• PROMPT: Render every line of the records below as a numbered list, leaving out any blank lines.
——
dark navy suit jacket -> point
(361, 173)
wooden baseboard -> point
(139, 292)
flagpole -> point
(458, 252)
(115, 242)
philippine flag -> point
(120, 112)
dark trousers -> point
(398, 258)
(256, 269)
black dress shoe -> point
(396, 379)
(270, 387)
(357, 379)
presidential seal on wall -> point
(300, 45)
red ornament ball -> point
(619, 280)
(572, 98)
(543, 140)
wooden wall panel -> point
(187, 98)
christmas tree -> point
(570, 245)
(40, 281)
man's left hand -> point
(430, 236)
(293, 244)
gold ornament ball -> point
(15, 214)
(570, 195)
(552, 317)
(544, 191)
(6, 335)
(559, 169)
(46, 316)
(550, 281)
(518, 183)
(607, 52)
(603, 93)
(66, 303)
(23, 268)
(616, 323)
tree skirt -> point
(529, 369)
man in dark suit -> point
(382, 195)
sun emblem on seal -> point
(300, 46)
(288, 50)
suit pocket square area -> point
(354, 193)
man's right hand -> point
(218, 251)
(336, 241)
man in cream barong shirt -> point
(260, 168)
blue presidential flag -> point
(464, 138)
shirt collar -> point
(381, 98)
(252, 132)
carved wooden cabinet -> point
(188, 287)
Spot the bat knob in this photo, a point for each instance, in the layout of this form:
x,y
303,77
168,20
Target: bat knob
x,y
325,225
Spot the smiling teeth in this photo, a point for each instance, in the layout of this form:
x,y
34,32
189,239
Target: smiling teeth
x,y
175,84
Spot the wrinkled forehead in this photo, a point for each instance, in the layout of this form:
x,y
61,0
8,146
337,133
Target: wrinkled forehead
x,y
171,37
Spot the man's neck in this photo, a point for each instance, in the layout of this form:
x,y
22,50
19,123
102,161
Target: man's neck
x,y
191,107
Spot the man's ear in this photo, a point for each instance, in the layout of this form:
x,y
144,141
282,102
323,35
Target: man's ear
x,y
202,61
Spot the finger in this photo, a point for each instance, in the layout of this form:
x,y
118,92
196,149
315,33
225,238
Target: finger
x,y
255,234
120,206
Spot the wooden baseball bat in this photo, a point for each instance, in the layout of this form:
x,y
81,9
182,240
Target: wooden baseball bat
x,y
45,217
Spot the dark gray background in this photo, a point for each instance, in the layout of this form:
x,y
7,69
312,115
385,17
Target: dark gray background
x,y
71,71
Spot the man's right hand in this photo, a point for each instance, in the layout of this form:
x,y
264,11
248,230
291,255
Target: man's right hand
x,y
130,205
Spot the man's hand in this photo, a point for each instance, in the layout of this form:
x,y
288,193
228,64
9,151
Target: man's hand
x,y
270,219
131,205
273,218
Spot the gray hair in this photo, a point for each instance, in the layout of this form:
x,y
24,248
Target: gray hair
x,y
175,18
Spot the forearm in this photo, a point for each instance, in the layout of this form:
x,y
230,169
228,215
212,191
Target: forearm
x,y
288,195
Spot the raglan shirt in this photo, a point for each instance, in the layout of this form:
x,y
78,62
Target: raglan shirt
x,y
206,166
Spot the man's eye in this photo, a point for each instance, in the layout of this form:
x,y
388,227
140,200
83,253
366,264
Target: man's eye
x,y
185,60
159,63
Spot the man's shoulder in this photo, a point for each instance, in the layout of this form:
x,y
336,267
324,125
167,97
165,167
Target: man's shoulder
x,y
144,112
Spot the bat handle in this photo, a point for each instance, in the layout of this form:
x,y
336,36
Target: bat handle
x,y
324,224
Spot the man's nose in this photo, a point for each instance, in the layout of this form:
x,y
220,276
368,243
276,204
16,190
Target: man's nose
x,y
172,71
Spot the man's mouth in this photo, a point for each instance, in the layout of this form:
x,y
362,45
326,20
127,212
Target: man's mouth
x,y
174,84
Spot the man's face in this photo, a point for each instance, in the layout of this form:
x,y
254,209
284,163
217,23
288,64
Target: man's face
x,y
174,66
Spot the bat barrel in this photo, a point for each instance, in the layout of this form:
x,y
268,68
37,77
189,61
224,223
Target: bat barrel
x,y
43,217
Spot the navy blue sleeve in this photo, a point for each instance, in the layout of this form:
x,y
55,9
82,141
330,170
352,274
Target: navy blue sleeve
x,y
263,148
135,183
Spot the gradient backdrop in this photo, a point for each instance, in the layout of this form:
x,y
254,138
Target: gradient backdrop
——
• EXPECTED ANSWER:
1. dark navy suit jacket -> point
2. (361, 173)
3. wooden baseboard -> point
4. (139, 292)
5. flagpole -> point
6. (458, 252)
7. (115, 242)
8. philippine flag -> point
9. (120, 112)
10. dark trousers -> point
11. (398, 258)
12. (256, 269)
13. black dress shoe -> point
14. (396, 379)
15. (270, 387)
16. (357, 379)
17. presidential seal on wall -> point
18. (300, 45)
19. red ornament ball -> point
20. (619, 280)
21. (572, 98)
22. (543, 140)
23. wooden wall panel -> point
24. (187, 98)
25. christmas tree -> point
26. (570, 245)
27. (40, 281)
28. man's left hand -> point
29. (430, 236)
30. (293, 244)
31. gold ornament ball -> point
32. (15, 214)
33. (570, 195)
34. (552, 317)
35. (544, 191)
36. (6, 335)
37. (559, 169)
38. (46, 316)
39. (550, 281)
40. (518, 183)
41. (607, 52)
42. (603, 93)
43. (66, 303)
44. (23, 268)
45. (616, 323)
46. tree skirt -> point
47. (529, 369)
48. man in dark suit -> point
49. (382, 195)
50. sun emblem on seal -> point
51. (300, 46)
52. (288, 50)
53. suit pocket square area -> point
54. (354, 193)
55. man's right hand -> point
56. (218, 251)
57. (336, 241)
58. man in cream barong shirt -> point
59. (260, 168)
60. blue presidential flag -> point
61. (464, 138)
62. shirt collar -> point
63. (381, 98)
64. (252, 132)
65. carved wooden cabinet -> point
66. (188, 287)
67. Spot the bat knob in this photo, a point for each instance, in the layout of this form:
68. x,y
69. 303,77
70. 168,20
71. Target: bat knob
72. x,y
73. 325,225
74. Spot the smiling teeth in this photo, a point for each instance, in the layout of this form:
75. x,y
76. 34,32
77. 189,239
78. Target: smiling teeth
79. x,y
80. 175,84
81. Spot the wrinkled forehead in this photo, a point for each instance, in the layout of this form:
82. x,y
83. 61,0
84. 8,146
85. 337,133
86. Target: wrinkled forehead
87. x,y
88. 171,37
89. Spot the man's neck in this photo, a point for each instance, in the layout of this form:
90. x,y
91. 22,50
92. 19,123
93. 102,161
94. Target: man's neck
95. x,y
96. 191,107
97. Spot the man's ear in this photo, a point for each instance, in the layout of this form:
98. x,y
99. 144,141
100. 282,102
101. 323,35
102. Target: man's ear
103. x,y
104. 202,61
105. Spot the finger in this photo, a point for each instance, in the layout of this form:
106. x,y
107. 118,92
108. 196,149
109. 315,33
110. 225,238
111. Target: finger
112. x,y
113. 255,234
114. 120,206
115. Spot the wooden baseball bat in this photo, a point for each instance, in the layout of this form:
116. x,y
117. 81,9
118. 182,240
119. Target: wooden baseball bat
120. x,y
121. 45,217
122. Spot the dark gray background in this photo, a point for each instance, in the layout of this form:
123. x,y
124. 7,69
125. 312,115
126. 385,17
127. Target: dark gray background
128. x,y
129. 71,71
130. Spot the man's right hand in this photo, a point for each instance, in the layout of this form:
131. x,y
132. 264,11
133. 248,230
134. 291,255
135. Target: man's right hand
136. x,y
137. 130,205
138. Spot the man's hand in this photo, a point for each instance, in the layout of this form:
139. x,y
140. 288,193
141. 228,64
142. 9,151
143. Target: man's hand
144. x,y
145. 270,219
146. 131,205
147. 273,218
148. Spot the gray hair in this photo, a point for each instance, in the layout of this form:
149. x,y
150. 24,248
151. Target: gray hair
152. x,y
153. 175,18
154. Spot the forearm in this photo, a point for each instance, in the layout of this form:
155. x,y
156. 230,169
157. 228,215
158. 212,191
159. Target: forearm
160. x,y
161. 288,195
162. Spot the raglan shirt in this photo, a point for each instance, in the layout of this form:
163. x,y
164. 78,62
165. Target: raglan shirt
166. x,y
167. 206,166
168. Spot the man's eye in this photo, a point for each instance, in the layout of this form:
169. x,y
170. 388,227
171. 140,200
172. 83,253
173. 366,264
174. Target: man's eye
175. x,y
176. 185,60
177. 159,63
178. Spot the man's shoulder in this photo, a point for each instance, in the layout of this form:
179. x,y
180. 336,267
181. 324,125
182. 167,97
183. 165,167
184. Target: man's shoulder
185. x,y
186. 144,112
187. Spot the bat handle in this photo, a point for each instance, in the layout of this form:
188. x,y
189. 336,36
190. Target: bat handle
191. x,y
192. 324,224
193. Spot the man's nose in this photo, a point for each instance, in the layout of this form:
194. x,y
195. 220,276
196. 368,243
197. 276,204
198. 16,190
199. Target: man's nose
200. x,y
201. 172,71
202. Spot the man's mouth in this photo, a point for each instance, in the layout of this form:
203. x,y
204. 362,45
205. 326,20
206. 127,212
207. Target: man's mouth
208. x,y
209. 174,84
210. Spot the man's face in this photo, a point for each instance, in the layout of this form:
211. x,y
212. 254,209
213. 284,163
214. 217,23
215. 288,64
216. Target: man's face
217. x,y
218. 174,66
219. Spot the bat barrel in this photo, a point for each instance, in the layout of this form:
220. x,y
221. 268,68
222. 37,77
223. 189,61
224. 224,223
225. Target: bat barrel
226. x,y
227. 43,217
228. Spot the navy blue sleeve in this photo, a point for each instance, in the layout of this form:
229. x,y
230. 55,9
231. 82,141
232. 330,170
233. 352,274
234. Target: navy blue sleeve
235. x,y
236. 263,148
237. 135,183
238. Spot the gradient backdrop in this photo, a point for each instance, in the layout of this form:
239. x,y
240. 254,138
241. Target: gradient backdrop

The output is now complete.